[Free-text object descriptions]
------------

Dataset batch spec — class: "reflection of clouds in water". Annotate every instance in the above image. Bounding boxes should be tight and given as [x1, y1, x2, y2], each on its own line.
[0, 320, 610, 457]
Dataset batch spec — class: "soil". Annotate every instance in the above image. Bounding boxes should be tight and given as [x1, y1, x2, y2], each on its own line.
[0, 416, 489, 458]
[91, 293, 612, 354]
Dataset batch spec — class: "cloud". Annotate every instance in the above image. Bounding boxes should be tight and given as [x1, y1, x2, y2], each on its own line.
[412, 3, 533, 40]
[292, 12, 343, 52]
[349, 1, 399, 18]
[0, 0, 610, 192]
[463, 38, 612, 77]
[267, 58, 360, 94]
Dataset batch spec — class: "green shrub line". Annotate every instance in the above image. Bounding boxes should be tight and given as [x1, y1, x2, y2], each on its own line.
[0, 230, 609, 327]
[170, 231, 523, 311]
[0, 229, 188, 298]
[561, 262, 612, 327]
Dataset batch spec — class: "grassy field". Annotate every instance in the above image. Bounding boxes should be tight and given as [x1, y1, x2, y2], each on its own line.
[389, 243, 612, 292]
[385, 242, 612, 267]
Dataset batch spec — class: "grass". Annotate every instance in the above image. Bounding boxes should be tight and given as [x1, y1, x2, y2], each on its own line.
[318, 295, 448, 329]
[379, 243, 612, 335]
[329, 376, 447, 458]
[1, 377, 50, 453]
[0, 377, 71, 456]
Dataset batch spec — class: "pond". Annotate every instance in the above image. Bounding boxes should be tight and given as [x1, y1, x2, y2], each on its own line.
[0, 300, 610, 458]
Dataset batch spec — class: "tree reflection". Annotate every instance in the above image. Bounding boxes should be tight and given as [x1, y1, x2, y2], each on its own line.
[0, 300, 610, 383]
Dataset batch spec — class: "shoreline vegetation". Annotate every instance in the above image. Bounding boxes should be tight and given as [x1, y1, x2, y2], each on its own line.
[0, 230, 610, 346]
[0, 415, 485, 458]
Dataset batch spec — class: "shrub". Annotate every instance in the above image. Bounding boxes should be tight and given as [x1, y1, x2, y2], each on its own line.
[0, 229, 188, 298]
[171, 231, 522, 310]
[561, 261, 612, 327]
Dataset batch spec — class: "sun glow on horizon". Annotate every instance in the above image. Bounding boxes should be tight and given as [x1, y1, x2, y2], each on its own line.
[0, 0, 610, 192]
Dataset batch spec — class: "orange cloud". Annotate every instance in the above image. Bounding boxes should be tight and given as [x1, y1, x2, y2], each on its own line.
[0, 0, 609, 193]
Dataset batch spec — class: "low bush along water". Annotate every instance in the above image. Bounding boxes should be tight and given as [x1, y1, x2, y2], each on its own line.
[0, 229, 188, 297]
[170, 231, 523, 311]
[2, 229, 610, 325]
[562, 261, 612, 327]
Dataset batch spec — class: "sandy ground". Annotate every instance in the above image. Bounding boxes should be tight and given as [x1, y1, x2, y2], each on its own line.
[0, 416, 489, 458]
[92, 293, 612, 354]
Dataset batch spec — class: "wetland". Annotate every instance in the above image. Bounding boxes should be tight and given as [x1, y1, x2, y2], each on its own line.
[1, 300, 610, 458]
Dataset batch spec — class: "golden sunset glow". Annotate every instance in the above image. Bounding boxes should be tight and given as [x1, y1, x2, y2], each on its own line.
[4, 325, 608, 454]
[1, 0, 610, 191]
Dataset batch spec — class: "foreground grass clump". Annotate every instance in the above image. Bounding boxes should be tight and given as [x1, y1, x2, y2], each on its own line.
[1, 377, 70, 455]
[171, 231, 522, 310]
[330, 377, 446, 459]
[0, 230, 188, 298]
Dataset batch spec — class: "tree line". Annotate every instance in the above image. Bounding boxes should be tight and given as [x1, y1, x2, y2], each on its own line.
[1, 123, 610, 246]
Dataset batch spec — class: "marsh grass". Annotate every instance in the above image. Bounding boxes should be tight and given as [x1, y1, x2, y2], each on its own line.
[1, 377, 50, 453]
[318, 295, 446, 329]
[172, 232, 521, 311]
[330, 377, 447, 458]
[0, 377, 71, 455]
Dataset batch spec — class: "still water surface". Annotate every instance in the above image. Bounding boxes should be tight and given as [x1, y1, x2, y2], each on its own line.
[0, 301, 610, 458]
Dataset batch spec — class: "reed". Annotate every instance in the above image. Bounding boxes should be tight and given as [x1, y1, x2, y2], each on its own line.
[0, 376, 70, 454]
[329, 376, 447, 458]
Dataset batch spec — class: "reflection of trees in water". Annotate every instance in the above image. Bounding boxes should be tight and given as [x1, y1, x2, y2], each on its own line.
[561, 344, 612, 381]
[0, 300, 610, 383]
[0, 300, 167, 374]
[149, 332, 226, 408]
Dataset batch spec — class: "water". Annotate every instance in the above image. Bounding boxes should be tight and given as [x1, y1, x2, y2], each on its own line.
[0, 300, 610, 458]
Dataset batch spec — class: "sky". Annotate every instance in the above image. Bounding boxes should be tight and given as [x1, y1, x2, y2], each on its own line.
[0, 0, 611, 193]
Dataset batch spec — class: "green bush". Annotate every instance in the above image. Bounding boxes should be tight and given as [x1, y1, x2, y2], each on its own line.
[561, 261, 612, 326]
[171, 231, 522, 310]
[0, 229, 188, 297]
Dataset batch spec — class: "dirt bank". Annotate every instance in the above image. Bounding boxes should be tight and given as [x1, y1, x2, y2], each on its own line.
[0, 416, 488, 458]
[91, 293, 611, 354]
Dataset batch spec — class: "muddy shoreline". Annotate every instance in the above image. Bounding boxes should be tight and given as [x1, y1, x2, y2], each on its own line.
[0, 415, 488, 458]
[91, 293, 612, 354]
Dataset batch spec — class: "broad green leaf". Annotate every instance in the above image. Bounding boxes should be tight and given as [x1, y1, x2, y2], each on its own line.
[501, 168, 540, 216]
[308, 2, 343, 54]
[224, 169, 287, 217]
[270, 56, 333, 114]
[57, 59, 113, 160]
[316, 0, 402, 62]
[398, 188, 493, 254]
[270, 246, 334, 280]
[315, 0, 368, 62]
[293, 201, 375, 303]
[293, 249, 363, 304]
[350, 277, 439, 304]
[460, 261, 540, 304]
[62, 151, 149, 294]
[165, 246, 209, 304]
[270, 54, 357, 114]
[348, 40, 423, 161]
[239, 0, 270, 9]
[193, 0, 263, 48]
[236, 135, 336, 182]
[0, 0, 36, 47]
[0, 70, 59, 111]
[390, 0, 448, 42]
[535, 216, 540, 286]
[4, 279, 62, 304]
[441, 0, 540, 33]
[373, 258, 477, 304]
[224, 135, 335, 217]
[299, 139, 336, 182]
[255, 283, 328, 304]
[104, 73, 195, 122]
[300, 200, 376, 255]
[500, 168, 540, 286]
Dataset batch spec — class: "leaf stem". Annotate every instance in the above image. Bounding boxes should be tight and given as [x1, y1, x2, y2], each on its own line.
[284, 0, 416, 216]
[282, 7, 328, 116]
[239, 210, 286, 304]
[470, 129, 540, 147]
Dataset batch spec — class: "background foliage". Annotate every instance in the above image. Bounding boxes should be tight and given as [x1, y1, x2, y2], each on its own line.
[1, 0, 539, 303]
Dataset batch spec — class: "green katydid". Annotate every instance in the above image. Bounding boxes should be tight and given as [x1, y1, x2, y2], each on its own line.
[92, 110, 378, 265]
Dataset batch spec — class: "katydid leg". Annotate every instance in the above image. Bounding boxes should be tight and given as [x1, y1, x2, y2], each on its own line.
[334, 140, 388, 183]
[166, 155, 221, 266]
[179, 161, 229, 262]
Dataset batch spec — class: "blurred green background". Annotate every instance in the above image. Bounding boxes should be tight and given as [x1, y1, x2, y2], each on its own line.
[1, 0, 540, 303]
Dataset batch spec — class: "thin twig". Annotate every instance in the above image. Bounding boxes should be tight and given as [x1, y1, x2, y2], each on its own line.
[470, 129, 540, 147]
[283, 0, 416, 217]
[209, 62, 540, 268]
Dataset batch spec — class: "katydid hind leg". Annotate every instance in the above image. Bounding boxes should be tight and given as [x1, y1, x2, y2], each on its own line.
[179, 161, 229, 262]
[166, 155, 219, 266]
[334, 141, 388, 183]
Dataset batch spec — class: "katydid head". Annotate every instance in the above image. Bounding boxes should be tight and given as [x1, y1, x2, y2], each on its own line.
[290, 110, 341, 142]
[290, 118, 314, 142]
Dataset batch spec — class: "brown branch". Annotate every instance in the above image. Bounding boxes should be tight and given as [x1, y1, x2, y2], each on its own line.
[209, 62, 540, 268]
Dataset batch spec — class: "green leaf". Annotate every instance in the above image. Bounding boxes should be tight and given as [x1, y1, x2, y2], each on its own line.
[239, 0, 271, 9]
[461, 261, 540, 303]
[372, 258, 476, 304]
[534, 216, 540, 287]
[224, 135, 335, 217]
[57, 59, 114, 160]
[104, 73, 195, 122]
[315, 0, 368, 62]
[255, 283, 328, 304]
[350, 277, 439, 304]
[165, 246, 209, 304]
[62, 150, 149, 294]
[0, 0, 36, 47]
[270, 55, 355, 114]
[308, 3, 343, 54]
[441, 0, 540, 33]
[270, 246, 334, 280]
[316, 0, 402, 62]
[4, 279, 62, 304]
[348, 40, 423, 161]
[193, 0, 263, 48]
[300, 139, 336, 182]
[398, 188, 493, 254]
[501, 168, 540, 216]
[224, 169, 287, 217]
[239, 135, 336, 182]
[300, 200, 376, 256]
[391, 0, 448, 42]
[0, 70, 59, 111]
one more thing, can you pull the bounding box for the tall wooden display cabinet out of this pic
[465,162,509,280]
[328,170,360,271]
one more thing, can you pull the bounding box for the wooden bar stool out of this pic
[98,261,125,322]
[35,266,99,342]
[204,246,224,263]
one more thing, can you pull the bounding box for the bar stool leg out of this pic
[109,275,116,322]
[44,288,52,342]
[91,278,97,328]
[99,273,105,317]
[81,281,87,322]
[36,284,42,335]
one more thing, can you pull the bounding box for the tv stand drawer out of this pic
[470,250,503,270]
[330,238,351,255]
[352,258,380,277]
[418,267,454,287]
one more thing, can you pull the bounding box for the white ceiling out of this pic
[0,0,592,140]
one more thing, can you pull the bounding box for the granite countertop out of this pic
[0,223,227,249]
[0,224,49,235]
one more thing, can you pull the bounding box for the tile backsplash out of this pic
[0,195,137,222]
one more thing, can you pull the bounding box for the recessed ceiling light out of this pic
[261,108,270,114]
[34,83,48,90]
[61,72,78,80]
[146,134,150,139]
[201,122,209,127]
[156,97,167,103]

------------

Problem:
Your task is to restate, word for word, each line from the one that includes "countertop out of this pic" to the end of the records, with both ends included and nothing else.

Written solution:
one more thing, can you pull the bounding box for the granite countertop out of this pic
[0,223,227,249]
[0,224,49,235]
one more thing, can you pull the bounding box for the tile backsplash out of this pic
[0,195,137,222]
one more thing, can you pull the bounding box for the recessed ceiling light out of this pic
[261,108,270,114]
[34,83,48,90]
[61,72,78,80]
[146,134,150,139]
[201,122,209,127]
[156,97,167,103]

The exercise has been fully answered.